■ WORK ORDER: Can you print, word for word, the part of the Jennifer Aniston article that begins at the words "Despite her past" and stops after "women regarding motherhood."?

■ TEXT PASSAGE:

--------------------------------------------------

Jennifer Aniston isn’t afraid of getting political. The actress recently reacted to the Republican nominee for vice president in the 2024 United States presidential election, JD Vance, who previously labeled women without children as “miserable cat ladies.”
A viral clip from a July 2021 Fox News interview, where Vance made these remarks, has garnered major backlash online. In the interview, Vance said, “We’re effectively run in this country via the Democrats, via our corporate oligarchs, by a bunch of childless cat ladies who are miserable at their own lives and the choices that they’ve made. And so they want to make the rest of the country miserable too. It’s just a basic fact. You look at Kamala Harris, Pete Buttigieg, AOC—the entire future of the Democrats is controlled by people without children. How does it make any sense that we’ve turned our country over to people who don’t really have a direct stake in it?”
On July 24th, Aniston took to her Instagram Stories to voice her opinion on Vance’s controversial comments. She wrote, “I truly can’t believe this is coming from a potential VP of the United States. All I can say is, Mr. Vance, I pray that your daughter is fortunate enough to bear children of her own one day. I hope she will not need to turn to IVF as a second option because you were trying to take that away from her too.”
This issue touches close to home for Aniston, who has been candid about her own difficulties in having children. In a 2022 interview with Allure, she revealed her struggles with fertility, explaining, “It was a challenging road for me, the baby-making road. I was trying to get pregnant. I was going through IVF, drinking Chinese teas, you name it. I was throwing everything at it. I would have given anything if someone had said to me, ‘Freeze your eggs. Do yourself a favor.’ You just don’t think it. So here I am today. The ship has sailed.”
Despite her past struggles, Aniston shares that she is now at peace with that chapter of her life being over. She said, “I have zero regrets. I actually feel a little relief now because there’s no more, ‘Can I? Maybe. Maybe. Maybe.’ I don’t have to think about that anymore.”
Aniston’s response adds to the ongoing conversation about women’s reproductive rights and the pressures society places on women regarding motherhood.

--------------------------------------------------

[Dataset excerpts]

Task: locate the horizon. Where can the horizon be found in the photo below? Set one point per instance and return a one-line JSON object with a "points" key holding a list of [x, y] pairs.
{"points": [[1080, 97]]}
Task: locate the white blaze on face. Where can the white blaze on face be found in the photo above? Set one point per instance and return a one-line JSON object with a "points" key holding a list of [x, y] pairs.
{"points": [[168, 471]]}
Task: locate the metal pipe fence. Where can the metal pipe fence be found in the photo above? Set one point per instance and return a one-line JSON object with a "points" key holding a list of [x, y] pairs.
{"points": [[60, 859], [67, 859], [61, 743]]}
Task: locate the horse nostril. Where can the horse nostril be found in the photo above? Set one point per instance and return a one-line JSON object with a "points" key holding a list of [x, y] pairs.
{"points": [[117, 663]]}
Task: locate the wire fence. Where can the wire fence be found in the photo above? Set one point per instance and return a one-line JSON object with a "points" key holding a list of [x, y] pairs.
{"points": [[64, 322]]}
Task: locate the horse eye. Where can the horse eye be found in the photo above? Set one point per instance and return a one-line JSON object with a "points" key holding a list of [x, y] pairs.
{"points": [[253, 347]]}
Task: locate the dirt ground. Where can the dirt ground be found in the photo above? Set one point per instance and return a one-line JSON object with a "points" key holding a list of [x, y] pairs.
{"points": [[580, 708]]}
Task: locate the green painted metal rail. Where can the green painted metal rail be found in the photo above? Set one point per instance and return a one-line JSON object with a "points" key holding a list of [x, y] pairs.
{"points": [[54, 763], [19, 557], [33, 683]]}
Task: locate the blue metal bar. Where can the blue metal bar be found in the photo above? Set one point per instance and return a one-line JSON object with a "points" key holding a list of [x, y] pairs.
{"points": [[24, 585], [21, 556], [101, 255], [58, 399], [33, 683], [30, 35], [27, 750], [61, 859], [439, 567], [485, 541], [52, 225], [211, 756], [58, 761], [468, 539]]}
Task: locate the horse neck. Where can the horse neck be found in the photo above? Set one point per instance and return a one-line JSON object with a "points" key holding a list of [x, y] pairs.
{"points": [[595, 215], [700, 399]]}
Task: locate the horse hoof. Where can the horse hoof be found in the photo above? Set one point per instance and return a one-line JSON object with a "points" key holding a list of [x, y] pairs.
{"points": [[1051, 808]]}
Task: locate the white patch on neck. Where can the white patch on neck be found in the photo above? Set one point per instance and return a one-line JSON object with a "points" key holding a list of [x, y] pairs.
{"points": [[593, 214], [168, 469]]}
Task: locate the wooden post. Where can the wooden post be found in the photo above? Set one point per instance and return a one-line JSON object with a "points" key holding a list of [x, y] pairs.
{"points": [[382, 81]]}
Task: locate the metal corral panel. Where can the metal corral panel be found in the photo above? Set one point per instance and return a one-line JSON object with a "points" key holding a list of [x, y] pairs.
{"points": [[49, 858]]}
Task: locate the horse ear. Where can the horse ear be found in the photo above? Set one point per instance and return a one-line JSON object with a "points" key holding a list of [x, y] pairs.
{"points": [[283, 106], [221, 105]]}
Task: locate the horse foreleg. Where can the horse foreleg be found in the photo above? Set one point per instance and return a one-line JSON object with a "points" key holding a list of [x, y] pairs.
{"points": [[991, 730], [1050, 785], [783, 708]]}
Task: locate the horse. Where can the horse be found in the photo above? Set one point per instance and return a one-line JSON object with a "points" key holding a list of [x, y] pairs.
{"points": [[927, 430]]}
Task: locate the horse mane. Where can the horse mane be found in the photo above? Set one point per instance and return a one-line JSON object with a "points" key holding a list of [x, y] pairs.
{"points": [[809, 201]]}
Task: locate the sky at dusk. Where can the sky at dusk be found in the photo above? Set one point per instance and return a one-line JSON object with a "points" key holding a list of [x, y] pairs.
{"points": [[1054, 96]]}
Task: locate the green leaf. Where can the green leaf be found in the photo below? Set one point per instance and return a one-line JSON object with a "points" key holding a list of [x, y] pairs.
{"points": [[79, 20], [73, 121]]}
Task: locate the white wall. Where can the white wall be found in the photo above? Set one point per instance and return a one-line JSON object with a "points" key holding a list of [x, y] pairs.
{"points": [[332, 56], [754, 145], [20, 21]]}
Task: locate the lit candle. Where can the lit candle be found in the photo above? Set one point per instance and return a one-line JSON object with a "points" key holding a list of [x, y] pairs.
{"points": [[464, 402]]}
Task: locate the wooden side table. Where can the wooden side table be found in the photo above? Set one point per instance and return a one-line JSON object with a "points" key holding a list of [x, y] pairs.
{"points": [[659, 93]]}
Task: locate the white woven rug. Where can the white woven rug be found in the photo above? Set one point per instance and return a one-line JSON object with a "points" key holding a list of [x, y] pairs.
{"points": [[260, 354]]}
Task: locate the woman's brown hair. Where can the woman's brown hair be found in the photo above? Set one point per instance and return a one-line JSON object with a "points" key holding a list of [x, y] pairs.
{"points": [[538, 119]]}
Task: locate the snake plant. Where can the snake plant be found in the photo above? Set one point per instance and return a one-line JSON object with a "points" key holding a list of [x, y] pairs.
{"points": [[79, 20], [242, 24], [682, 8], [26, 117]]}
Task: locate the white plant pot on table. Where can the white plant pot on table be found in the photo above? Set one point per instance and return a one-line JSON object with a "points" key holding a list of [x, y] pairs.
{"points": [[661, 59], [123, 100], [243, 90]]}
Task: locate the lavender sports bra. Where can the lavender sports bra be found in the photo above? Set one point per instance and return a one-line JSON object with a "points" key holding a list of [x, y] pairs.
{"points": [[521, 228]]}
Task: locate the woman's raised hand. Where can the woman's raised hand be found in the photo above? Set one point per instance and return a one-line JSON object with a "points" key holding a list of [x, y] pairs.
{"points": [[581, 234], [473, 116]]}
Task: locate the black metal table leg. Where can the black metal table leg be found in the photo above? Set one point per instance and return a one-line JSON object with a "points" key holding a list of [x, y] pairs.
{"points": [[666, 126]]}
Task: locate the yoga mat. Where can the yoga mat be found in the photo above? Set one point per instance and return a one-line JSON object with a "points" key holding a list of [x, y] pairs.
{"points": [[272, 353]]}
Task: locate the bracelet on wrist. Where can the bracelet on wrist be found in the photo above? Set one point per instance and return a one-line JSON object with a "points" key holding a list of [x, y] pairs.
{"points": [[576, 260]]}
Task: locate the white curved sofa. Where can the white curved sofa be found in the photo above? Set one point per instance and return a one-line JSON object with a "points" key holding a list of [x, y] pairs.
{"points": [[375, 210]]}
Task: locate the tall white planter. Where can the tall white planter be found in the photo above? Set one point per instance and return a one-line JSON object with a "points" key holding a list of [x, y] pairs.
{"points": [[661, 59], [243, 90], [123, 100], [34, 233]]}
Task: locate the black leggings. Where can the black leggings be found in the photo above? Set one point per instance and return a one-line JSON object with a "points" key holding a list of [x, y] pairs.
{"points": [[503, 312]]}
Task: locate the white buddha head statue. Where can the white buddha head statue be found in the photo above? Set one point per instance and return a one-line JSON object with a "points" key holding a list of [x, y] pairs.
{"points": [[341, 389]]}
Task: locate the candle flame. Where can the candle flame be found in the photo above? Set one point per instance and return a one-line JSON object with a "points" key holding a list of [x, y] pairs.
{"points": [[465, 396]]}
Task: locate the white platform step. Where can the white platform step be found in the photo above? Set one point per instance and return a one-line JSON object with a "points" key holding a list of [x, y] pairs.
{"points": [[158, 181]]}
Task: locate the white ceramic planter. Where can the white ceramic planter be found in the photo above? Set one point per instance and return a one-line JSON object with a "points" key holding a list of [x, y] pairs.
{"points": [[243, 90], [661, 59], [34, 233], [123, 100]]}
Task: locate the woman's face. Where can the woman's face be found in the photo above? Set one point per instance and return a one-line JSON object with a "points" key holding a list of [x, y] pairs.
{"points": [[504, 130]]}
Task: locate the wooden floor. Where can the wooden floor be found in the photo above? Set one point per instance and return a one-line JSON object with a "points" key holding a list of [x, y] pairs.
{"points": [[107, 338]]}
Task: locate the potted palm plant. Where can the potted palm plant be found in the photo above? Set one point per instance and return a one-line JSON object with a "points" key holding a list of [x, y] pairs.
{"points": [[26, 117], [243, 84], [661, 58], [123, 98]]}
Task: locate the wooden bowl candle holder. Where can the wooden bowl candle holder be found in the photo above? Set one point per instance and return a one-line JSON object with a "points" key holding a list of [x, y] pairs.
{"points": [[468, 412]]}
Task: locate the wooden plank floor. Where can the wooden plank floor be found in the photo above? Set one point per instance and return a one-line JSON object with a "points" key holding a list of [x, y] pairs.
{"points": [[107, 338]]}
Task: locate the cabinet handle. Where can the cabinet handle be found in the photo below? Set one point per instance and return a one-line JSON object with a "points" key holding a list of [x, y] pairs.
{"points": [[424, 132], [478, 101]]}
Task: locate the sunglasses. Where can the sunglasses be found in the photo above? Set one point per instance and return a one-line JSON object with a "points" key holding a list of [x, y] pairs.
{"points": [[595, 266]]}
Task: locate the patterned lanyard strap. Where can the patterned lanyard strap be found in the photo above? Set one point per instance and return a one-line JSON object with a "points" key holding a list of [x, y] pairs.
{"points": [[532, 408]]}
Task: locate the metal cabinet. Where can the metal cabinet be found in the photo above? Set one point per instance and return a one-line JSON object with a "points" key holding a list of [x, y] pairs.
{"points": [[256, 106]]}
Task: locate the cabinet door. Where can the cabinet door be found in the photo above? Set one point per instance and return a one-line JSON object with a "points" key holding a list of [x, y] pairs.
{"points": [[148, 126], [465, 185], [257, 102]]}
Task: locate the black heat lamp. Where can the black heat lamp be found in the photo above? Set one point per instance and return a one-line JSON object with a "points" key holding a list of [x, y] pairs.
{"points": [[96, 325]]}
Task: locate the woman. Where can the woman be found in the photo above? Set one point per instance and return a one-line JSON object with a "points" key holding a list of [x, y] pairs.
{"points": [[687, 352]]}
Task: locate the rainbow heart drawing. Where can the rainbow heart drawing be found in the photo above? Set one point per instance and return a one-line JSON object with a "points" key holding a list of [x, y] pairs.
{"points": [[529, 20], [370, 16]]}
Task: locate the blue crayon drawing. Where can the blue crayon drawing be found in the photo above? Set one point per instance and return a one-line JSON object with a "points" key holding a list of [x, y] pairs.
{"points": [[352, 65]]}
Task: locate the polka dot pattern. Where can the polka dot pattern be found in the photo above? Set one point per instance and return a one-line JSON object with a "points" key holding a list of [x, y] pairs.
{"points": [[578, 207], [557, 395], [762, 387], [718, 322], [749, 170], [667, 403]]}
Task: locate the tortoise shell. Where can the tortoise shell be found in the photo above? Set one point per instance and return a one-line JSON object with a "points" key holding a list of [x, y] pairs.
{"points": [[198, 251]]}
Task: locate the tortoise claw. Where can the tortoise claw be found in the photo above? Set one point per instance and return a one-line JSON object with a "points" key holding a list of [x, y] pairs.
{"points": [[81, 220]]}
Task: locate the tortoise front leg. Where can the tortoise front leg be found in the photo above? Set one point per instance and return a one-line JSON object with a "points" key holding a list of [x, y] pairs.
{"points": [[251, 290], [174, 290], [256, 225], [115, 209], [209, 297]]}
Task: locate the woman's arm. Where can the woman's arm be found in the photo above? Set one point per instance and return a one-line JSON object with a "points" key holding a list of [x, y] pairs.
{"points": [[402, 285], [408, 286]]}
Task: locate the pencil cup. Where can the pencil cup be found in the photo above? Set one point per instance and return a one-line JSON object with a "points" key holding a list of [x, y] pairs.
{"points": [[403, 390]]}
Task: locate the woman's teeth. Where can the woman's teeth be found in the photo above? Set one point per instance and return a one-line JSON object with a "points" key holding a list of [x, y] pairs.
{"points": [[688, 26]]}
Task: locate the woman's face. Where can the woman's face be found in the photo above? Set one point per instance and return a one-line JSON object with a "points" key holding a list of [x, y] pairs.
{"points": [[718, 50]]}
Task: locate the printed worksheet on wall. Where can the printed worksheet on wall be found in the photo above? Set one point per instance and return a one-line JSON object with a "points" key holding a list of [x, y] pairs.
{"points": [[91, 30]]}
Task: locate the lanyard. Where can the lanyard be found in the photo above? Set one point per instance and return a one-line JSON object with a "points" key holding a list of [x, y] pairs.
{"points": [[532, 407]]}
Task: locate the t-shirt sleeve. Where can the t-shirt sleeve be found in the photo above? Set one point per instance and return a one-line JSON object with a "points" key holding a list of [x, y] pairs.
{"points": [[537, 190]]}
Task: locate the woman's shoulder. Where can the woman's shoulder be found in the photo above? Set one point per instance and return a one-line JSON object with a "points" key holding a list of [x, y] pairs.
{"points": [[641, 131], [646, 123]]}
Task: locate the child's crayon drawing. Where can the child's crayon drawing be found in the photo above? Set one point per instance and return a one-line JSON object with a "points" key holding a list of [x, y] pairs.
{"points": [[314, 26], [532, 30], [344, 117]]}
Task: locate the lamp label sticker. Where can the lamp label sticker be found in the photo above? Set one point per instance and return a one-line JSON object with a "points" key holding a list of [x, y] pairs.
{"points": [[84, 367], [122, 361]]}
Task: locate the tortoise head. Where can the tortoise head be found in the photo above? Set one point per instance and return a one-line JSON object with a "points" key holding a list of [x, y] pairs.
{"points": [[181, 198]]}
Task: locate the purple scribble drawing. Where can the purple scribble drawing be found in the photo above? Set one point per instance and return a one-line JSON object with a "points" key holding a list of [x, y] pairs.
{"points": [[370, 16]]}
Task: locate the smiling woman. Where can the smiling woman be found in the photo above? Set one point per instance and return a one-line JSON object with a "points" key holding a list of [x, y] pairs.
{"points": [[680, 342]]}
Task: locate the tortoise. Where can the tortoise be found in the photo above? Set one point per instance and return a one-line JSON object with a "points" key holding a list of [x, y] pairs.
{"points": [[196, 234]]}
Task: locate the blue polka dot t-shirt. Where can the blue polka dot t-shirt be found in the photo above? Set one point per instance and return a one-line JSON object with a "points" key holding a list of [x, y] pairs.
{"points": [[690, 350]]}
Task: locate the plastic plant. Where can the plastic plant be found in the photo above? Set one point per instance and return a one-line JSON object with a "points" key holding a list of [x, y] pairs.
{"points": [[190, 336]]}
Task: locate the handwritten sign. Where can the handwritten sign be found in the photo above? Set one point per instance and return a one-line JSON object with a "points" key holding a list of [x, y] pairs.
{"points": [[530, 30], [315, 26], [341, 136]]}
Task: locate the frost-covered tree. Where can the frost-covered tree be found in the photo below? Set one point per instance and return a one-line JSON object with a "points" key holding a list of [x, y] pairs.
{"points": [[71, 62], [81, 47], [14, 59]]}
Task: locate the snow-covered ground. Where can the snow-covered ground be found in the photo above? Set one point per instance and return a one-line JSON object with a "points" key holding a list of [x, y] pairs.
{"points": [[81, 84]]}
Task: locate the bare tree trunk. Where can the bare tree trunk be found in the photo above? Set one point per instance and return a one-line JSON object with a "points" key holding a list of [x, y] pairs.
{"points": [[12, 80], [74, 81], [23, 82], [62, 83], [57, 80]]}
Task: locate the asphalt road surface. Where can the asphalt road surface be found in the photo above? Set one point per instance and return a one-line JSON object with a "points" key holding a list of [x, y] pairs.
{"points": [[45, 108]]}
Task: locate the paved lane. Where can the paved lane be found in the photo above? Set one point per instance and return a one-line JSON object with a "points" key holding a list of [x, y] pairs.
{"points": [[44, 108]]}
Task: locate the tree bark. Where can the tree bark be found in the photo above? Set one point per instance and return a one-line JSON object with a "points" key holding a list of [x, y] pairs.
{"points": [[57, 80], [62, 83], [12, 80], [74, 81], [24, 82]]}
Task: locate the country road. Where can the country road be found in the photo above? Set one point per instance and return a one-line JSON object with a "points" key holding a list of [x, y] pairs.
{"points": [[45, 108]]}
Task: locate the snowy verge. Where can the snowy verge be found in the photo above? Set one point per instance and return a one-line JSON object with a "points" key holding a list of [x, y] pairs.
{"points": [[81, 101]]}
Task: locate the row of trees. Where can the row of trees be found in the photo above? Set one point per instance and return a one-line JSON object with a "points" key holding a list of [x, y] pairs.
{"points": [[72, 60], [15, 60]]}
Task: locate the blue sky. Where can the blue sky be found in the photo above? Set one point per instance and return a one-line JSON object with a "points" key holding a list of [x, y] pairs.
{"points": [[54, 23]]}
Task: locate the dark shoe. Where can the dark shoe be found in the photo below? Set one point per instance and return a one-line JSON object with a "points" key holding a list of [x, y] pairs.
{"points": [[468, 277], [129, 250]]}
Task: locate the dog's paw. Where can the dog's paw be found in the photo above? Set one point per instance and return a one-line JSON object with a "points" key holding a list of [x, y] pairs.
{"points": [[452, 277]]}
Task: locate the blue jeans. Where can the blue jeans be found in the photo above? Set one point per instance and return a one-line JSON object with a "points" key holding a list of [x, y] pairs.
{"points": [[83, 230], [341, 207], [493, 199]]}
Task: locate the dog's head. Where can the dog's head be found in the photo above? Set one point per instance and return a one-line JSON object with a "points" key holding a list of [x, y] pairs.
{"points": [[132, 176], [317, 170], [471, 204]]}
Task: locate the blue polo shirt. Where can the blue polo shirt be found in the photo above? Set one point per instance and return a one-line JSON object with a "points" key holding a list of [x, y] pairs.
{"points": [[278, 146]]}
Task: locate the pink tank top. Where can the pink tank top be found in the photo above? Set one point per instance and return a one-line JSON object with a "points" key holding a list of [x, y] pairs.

--------------------------------------------------

■ OUTPUT OF THE EXERCISE:
Despite her past struggles, Aniston shares that she is now at peace with that chapter of her life being over. She said, “I have zero regrets. I actually feel a little relief now because there’s no more, ‘Can I? Maybe. Maybe. Maybe.’ I don’t have to think about that anymore.”
Aniston’s response adds to the ongoing conversation about women’s reproductive rights and the pressures society places on women regarding motherhood.